# Finger or Wrist Sling?



## Kungur (May 3, 2009)

I am currently using a finger sling and was wondering if there are ant advantanges or disadvantanges to a wrist sling?
Thanks!


----------



## Jim C (Oct 15, 2002)

Kungur said:


> I am currently using a finger sling and was wondering if there are ant advantanges or disadvantanges to a wrist sling?
> Thanks!


use them both-I prefer the Morin sling (you can see one at nationals if you come or at our state shoot). Its pure personal preference. One coach, cannot recall if it was Henderson or Frangilli or both, noted that the wrist sling works better in the real world. you are less likely to drop a wrist sling walking to and from the target-and being a JOAD coach that is important:wink:


----------



## ButchD (Nov 11, 2006)

Kungur said:


> I am currently using a finger sling and was wondering if there are ant advantanges or disadvantanges to a wrist sling?
> Thanks!


I have used both, I had some joint issues in my thumb when using a finger sling, possibly caused by arthritis, changed to a wrist sling, havent looked back. Most archers I know use the finger sling.


----------



## luhai (Jun 28, 2010)

for me, the wrist sling is less awkward to use when I had get the clicker out of the way when loading fatter arrows. In general wrist sling is less constrictive when I had to make any kind adjustments to my bow; while with a finger sling, I had take it off when I do it.


----------



## Viper1 (Aug 21, 2003)

Kungar - 

Both are fine, BUT you need knuckles to use a finger sling 

Seriously the std finger slings have plastic tubing to snug the loops. After years of use, the plastic loosens and the loops can slip. Usually you first hint on them loosening is your bow hitting the ground. Unless you forget to hook a wrist sling, kinda bomb-proof. I stopped using finger slings ... 

Viper1 out.


----------



## Kungur (May 3, 2009)

I've got knuckles!!
Thanks for the replies. Think I will try a wrist sling out. I just put a V-Bar on last week so why not try a few more new things!


----------



## Warbow (Apr 18, 2006)

Viper1 said:


> Seriously the std finger slings have plastic tubing to snug the loops. After years of use, the plastic loosens and the loops can slip. Usually you first hint on them loosening is your bow hitting the ground. Unless you forget to hook a wrist sling, kinda bomb-proof. I stopped using finger slings ...
> .


I'm the forgetful sort. I've forgotten to re-attach my finger sling at least 3 times, watching my full FITA rig--sight and all--tumble to the ground, once onto gravel and rocks.  But at least I'm sure I don't snatch at the bow 

The loosening of the commercial fingerlings is why I gave up on them once a coach showed me how to properly use a shoe lace, the way so many pros do. The cow hitch or clove hitch method of shoe-string finger sling is self cinching, and the shoe lace is much more comfortable, spreading the load over the wider area of the flat shoe string. Besides, who can resist using a full, fancy FITA rig and topping it off with a simple tied shoe lace. Besides, the bow seems to have a bit of a longer drop with a wrist sling, which I don't like.

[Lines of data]
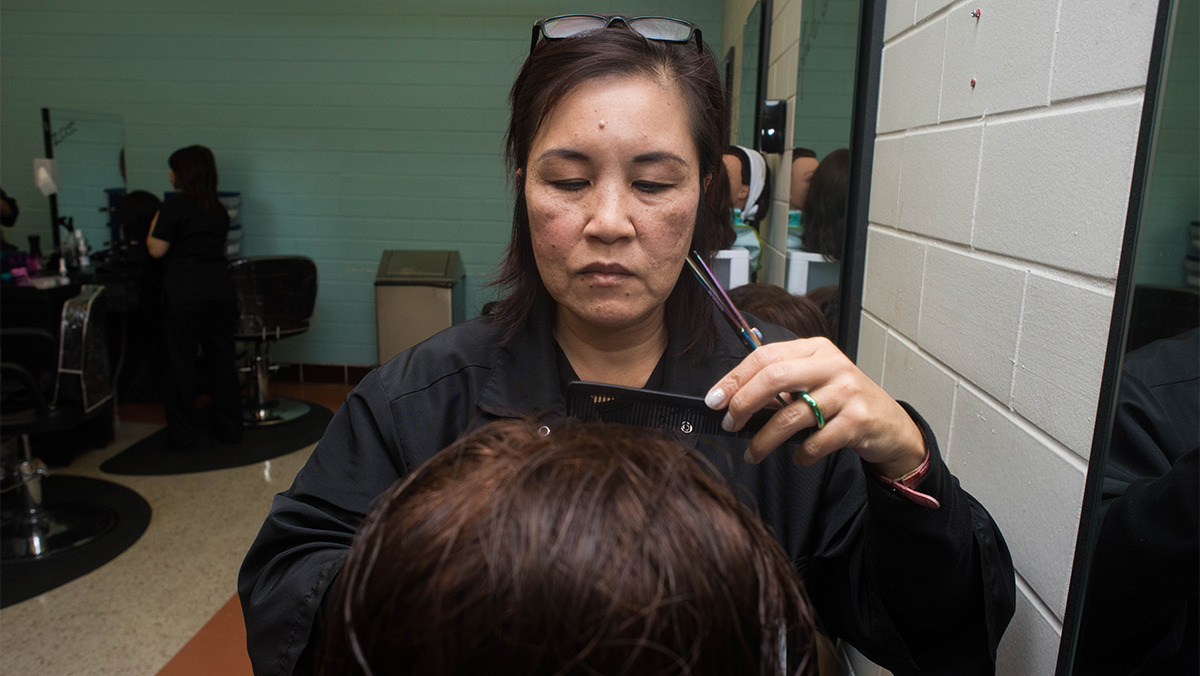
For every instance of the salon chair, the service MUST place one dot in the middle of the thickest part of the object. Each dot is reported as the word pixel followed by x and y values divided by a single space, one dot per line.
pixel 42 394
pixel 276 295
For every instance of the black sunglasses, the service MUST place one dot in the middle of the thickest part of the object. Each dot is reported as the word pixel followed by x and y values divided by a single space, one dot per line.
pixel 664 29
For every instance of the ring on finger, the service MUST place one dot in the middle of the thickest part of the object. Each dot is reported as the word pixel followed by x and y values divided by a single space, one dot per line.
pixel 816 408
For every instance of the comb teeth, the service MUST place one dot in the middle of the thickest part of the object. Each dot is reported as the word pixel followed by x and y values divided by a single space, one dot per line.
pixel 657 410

--

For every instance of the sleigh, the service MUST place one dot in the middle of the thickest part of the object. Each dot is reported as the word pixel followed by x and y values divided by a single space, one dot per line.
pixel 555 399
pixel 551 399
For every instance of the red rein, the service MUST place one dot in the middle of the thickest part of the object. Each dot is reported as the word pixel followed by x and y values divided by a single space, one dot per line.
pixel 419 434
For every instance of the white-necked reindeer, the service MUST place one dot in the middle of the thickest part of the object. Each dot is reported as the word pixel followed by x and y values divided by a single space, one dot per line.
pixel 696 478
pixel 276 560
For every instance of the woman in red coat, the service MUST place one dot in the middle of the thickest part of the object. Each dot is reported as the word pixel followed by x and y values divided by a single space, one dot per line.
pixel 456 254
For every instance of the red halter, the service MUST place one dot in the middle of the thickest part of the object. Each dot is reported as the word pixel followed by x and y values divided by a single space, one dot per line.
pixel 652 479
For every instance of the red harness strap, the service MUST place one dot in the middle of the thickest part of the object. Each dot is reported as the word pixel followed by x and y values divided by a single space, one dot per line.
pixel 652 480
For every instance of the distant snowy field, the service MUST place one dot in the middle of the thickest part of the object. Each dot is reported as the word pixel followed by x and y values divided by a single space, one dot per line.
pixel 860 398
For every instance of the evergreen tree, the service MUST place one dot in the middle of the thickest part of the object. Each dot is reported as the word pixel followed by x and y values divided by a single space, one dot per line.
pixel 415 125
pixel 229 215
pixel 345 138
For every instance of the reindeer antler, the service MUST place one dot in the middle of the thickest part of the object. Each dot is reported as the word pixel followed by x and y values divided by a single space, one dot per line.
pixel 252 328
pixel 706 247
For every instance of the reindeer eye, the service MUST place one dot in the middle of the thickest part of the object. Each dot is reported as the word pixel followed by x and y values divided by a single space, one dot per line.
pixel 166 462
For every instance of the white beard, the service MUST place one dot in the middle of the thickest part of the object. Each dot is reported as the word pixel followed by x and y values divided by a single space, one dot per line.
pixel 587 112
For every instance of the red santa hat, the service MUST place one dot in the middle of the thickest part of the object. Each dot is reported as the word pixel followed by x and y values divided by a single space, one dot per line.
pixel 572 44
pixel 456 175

---

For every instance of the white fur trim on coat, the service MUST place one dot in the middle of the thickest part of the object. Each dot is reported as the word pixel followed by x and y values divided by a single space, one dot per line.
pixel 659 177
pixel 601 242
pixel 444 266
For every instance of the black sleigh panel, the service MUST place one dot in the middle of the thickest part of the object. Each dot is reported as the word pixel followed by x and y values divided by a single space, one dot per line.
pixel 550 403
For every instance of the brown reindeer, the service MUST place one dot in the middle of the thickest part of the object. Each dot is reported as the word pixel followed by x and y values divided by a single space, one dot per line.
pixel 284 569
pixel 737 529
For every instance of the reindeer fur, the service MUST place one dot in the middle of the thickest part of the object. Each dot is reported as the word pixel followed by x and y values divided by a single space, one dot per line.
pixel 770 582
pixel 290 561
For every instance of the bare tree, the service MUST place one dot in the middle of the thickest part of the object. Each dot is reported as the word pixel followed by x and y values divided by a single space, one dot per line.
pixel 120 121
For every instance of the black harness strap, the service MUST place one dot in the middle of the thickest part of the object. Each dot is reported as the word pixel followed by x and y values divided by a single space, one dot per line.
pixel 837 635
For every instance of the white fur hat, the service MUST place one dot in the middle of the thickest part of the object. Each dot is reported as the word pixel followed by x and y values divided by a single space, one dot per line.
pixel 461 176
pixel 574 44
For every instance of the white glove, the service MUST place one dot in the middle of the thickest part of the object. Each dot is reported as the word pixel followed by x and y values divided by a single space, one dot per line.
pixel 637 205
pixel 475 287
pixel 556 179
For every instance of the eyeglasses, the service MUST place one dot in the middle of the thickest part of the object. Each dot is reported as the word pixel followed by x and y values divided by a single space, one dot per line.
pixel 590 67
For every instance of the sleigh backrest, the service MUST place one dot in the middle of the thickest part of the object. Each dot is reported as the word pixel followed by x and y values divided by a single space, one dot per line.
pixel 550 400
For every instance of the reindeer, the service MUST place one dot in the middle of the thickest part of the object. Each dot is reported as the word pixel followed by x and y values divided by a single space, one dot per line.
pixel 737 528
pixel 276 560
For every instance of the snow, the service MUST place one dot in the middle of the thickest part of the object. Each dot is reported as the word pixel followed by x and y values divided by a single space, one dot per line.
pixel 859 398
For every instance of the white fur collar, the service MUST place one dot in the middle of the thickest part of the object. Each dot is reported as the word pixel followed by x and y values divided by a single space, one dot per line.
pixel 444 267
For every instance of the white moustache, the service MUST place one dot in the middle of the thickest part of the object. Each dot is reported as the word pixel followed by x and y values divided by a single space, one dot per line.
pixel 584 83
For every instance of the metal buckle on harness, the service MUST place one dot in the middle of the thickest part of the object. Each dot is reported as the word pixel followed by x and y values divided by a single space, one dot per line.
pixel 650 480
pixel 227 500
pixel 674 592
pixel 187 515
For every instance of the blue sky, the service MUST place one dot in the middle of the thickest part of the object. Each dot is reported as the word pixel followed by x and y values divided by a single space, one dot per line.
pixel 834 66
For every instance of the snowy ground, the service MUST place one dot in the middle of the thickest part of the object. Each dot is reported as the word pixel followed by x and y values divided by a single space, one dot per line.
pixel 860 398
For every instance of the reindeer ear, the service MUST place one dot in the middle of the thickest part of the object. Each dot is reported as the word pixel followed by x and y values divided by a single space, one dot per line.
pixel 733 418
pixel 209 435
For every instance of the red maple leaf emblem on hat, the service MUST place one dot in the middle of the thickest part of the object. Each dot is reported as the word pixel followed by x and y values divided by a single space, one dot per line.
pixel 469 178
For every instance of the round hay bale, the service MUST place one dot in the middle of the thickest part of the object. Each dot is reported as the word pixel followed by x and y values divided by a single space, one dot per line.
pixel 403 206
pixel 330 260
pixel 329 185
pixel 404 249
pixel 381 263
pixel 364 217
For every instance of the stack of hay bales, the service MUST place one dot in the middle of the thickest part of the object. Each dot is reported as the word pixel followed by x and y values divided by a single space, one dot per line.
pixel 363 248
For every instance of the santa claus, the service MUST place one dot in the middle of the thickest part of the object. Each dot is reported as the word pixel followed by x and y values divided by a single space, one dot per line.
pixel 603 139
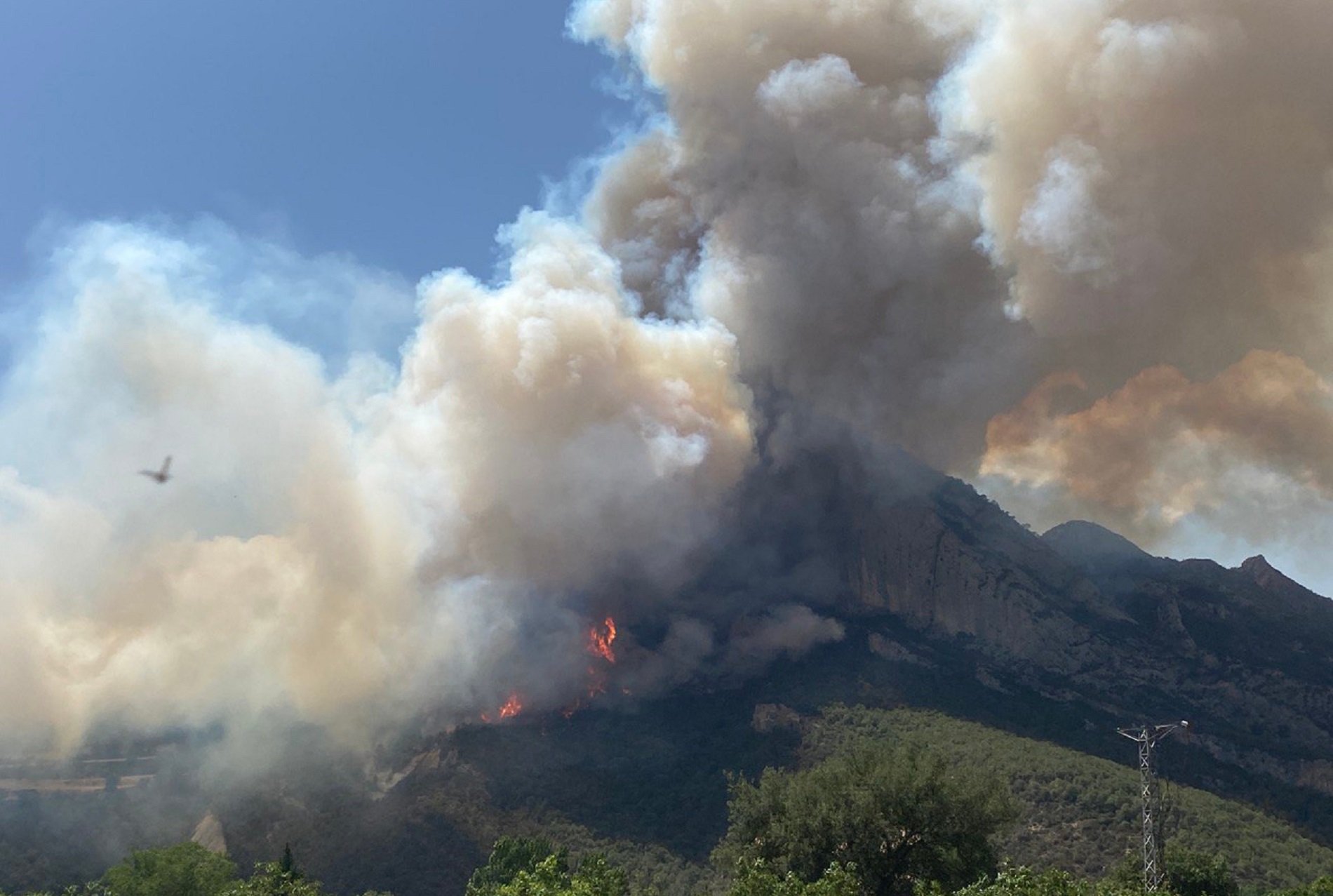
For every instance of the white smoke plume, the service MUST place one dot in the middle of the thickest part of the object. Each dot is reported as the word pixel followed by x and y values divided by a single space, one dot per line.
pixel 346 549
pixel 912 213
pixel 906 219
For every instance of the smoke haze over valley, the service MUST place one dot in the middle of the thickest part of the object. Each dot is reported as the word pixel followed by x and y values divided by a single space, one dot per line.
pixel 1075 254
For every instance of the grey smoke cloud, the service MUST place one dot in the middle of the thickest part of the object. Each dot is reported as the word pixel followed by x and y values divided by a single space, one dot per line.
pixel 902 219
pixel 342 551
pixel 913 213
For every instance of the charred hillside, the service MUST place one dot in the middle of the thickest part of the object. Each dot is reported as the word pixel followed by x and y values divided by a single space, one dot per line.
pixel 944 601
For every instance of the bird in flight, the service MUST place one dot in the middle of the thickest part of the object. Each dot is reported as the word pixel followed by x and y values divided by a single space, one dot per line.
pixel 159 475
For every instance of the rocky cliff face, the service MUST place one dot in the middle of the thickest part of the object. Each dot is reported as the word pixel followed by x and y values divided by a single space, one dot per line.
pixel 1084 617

* _Set task 1_: Render the lines of data, from the line containing "For every instance of the salon" through the line containing "pixel 276 295" inclusive, as a Markdown table with the columns Row and Line, omitting blank lines.
* _Set task 2_: Write the next part of the forum thread about finger and wrist slings, picking up after its final post.

* _Task result 1_:
| Row | Line |
|---|---|
| 1 | For every instance of the salon chair, the service MUST place one dot in the middle of the thickest part of the object. Each dot is reported as the word pixel followed by x and y values divided by a single space, one dot per line. |
| 2 | pixel 42 394 |
| 3 | pixel 276 295 |

* _Task result 2_:
----------



## Greysides (Jun 10, 2009)

Warbow said:


> I'm the forgetful sort.


Me too, that's why I've invested in a bow-sling- can't avoid using it once present. Now just to remember to try it out.:zip:


----------



## FS560 (May 22, 2002)

Still using my last Portage Bow Strap. Bednar has not made these for a very long time. It is the most comfortable finger sling ever.

When it goes, I will start using the shoe lace fingersling I made or make myself some leather straps.


----------



## Tec-JAM (Dec 1, 2008)

*Morin wrist sling*

For the morin wrist sling you can see them on 
http://morintrainer.ca/photos.php?row=6 (www.morintrainer.ca)
And you may order them on 
[email protected]


----------



## Jim C (Oct 15, 2002)

Tec-JAM said:


> For the morin wrist sling you can see them on
> http://morintrainer.ca/photos.php?row=6 (www.morintrainer.ca)
> And you may order them on
> [email protected]


we bought dozens from JM-DP gave me one about 14 years ago and I used it till the clip tongue broke. we used to get them from him at the nationals then we bought a bunch by mail. They are my favorite of all time though it takes some time to get them right. the newer ones were a bit faster to adjust.

We have a couple of his trainers too-the president of our club is a good friend of his-we had dinner with him a couple times IIRC at Canton which was the last time I saw him


----------



## Mulcade (Aug 31, 2007)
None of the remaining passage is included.